▶ [Prompt] Write back every line of the listing exactly, excluding images.

*** Stored data

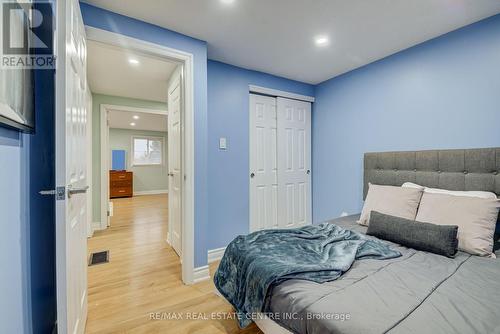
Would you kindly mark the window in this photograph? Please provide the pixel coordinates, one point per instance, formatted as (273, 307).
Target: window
(147, 151)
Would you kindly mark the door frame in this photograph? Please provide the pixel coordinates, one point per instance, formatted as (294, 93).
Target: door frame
(105, 156)
(187, 146)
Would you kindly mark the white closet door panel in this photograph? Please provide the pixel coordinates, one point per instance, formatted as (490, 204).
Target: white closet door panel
(263, 163)
(294, 162)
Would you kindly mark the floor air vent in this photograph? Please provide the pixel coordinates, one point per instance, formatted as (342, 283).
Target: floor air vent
(99, 258)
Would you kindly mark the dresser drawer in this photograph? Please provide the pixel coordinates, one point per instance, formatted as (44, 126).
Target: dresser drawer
(120, 176)
(121, 184)
(121, 192)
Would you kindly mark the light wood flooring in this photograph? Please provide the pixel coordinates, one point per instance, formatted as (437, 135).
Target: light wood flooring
(144, 277)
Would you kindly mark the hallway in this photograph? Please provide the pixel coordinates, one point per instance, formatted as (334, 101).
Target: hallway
(144, 276)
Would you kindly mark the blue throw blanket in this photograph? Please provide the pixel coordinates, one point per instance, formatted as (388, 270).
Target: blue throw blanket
(319, 253)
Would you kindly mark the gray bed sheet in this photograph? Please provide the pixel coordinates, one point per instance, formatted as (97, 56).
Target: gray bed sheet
(418, 292)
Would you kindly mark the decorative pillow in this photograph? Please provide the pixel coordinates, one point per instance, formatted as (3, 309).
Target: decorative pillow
(395, 201)
(479, 194)
(475, 217)
(438, 239)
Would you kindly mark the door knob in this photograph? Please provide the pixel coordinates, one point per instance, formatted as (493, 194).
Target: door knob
(73, 191)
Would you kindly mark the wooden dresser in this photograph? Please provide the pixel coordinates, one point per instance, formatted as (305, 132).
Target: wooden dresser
(121, 184)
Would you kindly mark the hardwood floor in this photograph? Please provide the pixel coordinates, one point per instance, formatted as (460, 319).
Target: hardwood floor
(143, 278)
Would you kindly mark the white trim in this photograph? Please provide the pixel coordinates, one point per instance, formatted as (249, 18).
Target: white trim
(280, 93)
(104, 163)
(96, 226)
(150, 192)
(187, 150)
(214, 255)
(136, 109)
(201, 274)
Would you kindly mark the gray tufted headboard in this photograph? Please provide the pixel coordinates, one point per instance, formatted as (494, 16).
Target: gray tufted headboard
(468, 169)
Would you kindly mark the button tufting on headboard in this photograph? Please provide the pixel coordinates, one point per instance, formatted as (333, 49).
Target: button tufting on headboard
(465, 169)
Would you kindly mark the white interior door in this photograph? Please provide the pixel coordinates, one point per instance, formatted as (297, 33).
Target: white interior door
(263, 163)
(294, 163)
(71, 173)
(174, 161)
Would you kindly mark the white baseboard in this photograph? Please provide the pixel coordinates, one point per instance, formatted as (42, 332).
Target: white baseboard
(201, 274)
(215, 254)
(150, 192)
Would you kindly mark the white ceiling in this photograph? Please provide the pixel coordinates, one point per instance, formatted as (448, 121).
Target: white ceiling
(109, 72)
(119, 119)
(277, 36)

******

▶ [Answer space]
Would you kindly mark the window in this photograph? Please provide the pixel coordinates, one point per instance, formatted as (273, 307).
Target: window
(147, 151)
Would you kindly mark the door frame in this photograph? Please provide the pixel coordinates, one point per instance, formatted as (294, 93).
Target: door frame
(105, 156)
(187, 146)
Would you kindly mark the white closet door panel in this photograph? Please provide the pixel coordinates, one point per instance, formatted as (490, 204).
Target: white closet door panel
(263, 163)
(294, 162)
Would you kindly mark the floor air vent in this photograph? Please provide the pixel coordinates, one point per instance, formatted as (342, 283).
Target: floor air vent
(99, 258)
Would you kindly mark the dresser drawer in this photograph? Please provide the pixel coordinates, one point per instance, formatted as (44, 126).
Target: dresser drawer
(120, 176)
(121, 184)
(121, 192)
Would you kindly mark the light wood flooring in this photograph? Please provide the pixel coordinates, one point per instance, formatted as (437, 135).
Target: light wood flooring
(144, 277)
Would you kindly mark the hallway in this photograph? Please provide the pixel coordinates, one point per instance, formatted as (334, 101).
Target: hallway
(144, 276)
Would you kindly mark the blue throw blanket in this photograph? Please provide the pixel coordinates, one point per instance, formatted as (388, 270).
Target: blue throw blanket
(319, 253)
Would you kindly mark the gray bed sheet in this photograph? Please provide the pixel coordinates, one point per instance, formatted as (97, 56).
Target: gray bed sheet
(418, 292)
Would you kindly mark the decorative pillow in this photograph? Please provide the pixel coordinates, one point per instance, formatted as (3, 309).
Target: decorative pillow
(395, 201)
(479, 194)
(475, 217)
(438, 239)
Would you kindly mark the door knob in this photograph? Please provide the pixel coordinates, one point per instance, formatted as (493, 194).
Target: door knob
(73, 191)
Would you kindly mark the wooden dresser in this photograph? Please provide the pixel coordinates, one point per instance, formatted as (305, 132).
Target: wooden dresser
(121, 184)
Would you kindly mark the hardwood floor in this photograph? Please provide the pixel coordinates, one point per instance, formatted as (460, 319).
Target: hardwood floor
(143, 278)
Would you kindly mark the white trim in this photograph? Please provide the pixel coordinates, one point per instance, formatted as (249, 18).
Target: white trim
(280, 93)
(104, 163)
(96, 226)
(150, 192)
(187, 150)
(214, 255)
(136, 109)
(201, 274)
Would you kindly mark the gray tufted headboard in this photograph? Please provide the pixel coordinates, one point per instance, formatted as (494, 16).
Target: gray tufted headboard
(468, 169)
Would you kindly mark the button tufting on headboard in this photograph? Please provide the pixel coordinates, one point per instance, formatted as (333, 49).
Target: button tufting on headboard
(465, 169)
Would you kindly mark the white interior door in this photograph? Please provide the pixel coordinates, one point per instance, formatted as (297, 33).
Target: white interior door
(263, 163)
(294, 163)
(71, 173)
(174, 161)
Would you kindly mark the white baseboard in this photograph? Please provide the pixel coordinates, one point per instance, formatted as (42, 332).
Target: white baseboard
(201, 274)
(215, 254)
(150, 192)
Would you kindly mark the white ceiling in this photograph? Please provide the pixel coordinates, one point per instance, formatted as (448, 121).
Target: white ceiling
(109, 72)
(119, 119)
(277, 36)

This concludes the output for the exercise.